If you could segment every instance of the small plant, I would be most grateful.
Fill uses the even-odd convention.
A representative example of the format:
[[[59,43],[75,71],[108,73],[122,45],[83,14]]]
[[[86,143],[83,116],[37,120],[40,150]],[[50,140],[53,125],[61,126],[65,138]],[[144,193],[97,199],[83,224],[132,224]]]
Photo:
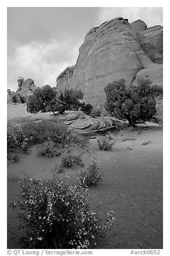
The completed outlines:
[[[101,172],[97,161],[93,159],[93,163],[87,166],[87,170],[82,170],[78,175],[77,180],[78,183],[84,187],[91,185],[97,186],[99,182],[104,180],[104,173]]]
[[[64,173],[64,170],[63,168],[60,167],[58,170],[57,173],[60,174],[60,173]]]
[[[11,206],[19,208],[25,248],[88,249],[112,226],[113,211],[101,218],[90,210],[87,189],[68,184],[64,177],[41,181],[26,176],[18,183],[18,203]]]
[[[58,151],[55,147],[52,147],[50,145],[50,141],[48,141],[45,145],[42,146],[39,151],[39,155],[52,158],[61,155],[61,152]]]
[[[14,153],[10,152],[7,154],[7,158],[11,161],[12,163],[18,162],[19,160],[19,156]]]
[[[114,137],[110,132],[108,132],[106,137],[102,139],[98,139],[97,143],[100,150],[112,150],[113,146],[115,143]]]
[[[147,144],[149,144],[150,143],[151,143],[150,140],[149,140],[149,141],[143,141],[142,145],[147,145]]]
[[[68,154],[67,155],[65,155],[62,158],[61,165],[62,166],[66,166],[68,167],[71,167],[73,166],[73,163],[79,165],[81,167],[83,167],[84,165],[82,163],[82,154],[80,154],[78,155]]]

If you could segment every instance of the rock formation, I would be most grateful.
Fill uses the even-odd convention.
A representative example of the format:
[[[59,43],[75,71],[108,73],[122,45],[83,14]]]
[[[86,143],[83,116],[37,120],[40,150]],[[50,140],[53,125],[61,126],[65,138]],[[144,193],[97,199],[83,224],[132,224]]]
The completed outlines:
[[[19,96],[22,102],[25,103],[27,102],[28,97],[34,94],[34,91],[36,89],[36,87],[34,83],[34,80],[31,78],[28,78],[24,80],[21,85],[19,84],[19,86],[20,87],[19,89],[20,88],[20,89],[19,91],[18,89],[16,94]]]
[[[8,104],[12,103],[25,103],[27,102],[29,96],[33,95],[36,89],[34,80],[31,78],[28,78],[24,80],[24,79],[19,76],[17,80],[18,88],[16,93],[11,91],[8,89],[7,95]]]
[[[80,89],[84,101],[102,110],[107,83],[123,78],[129,86],[142,77],[162,86],[162,27],[119,17],[90,30],[76,65],[58,76],[57,87]]]
[[[7,90],[7,104],[13,103],[14,103],[14,99],[12,97],[11,90],[8,89]]]

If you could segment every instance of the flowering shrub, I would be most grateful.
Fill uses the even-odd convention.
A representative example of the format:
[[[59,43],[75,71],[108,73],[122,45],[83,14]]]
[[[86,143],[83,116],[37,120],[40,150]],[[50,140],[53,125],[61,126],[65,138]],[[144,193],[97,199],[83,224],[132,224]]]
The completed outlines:
[[[102,220],[90,210],[87,189],[69,185],[63,177],[41,182],[26,176],[18,182],[20,200],[11,207],[19,207],[25,248],[88,248],[112,227],[114,212]]]
[[[30,138],[31,139],[31,138]],[[10,152],[16,147],[20,147],[23,150],[27,148],[29,139],[23,132],[20,127],[7,124],[7,150]]]
[[[61,155],[61,152],[58,151],[56,147],[50,145],[50,140],[49,140],[45,145],[43,145],[39,151],[39,155],[43,155],[48,157],[53,157]]]
[[[98,139],[97,140],[97,143],[100,150],[112,150],[113,146],[115,143],[115,141],[113,140],[113,139],[114,138],[110,132],[108,132],[106,137],[104,139],[102,139],[101,140]]]
[[[28,146],[35,143],[41,143],[50,138],[54,142],[64,146],[73,144],[84,146],[86,139],[81,135],[68,129],[68,126],[60,120],[42,120],[23,122],[19,125],[7,126],[7,147],[10,151],[18,146],[27,150]]]
[[[73,163],[77,163],[77,165],[79,165],[81,167],[83,167],[84,166],[84,165],[82,162],[82,154],[78,155],[68,154],[62,158],[62,160],[61,165],[62,166],[71,167],[73,166]]]
[[[93,162],[92,165],[87,166],[87,170],[82,170],[78,175],[77,180],[83,186],[97,186],[98,183],[104,180],[104,173],[101,172],[102,168],[99,168],[96,160],[93,159]]]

§ **INSTRUCTIONS FOR THE TASK**
Count the lines in the items above that contain the string "would", matching case exactly. Reply with the number only.

§ **RESPONSE FOR THIS EXERCISE**
3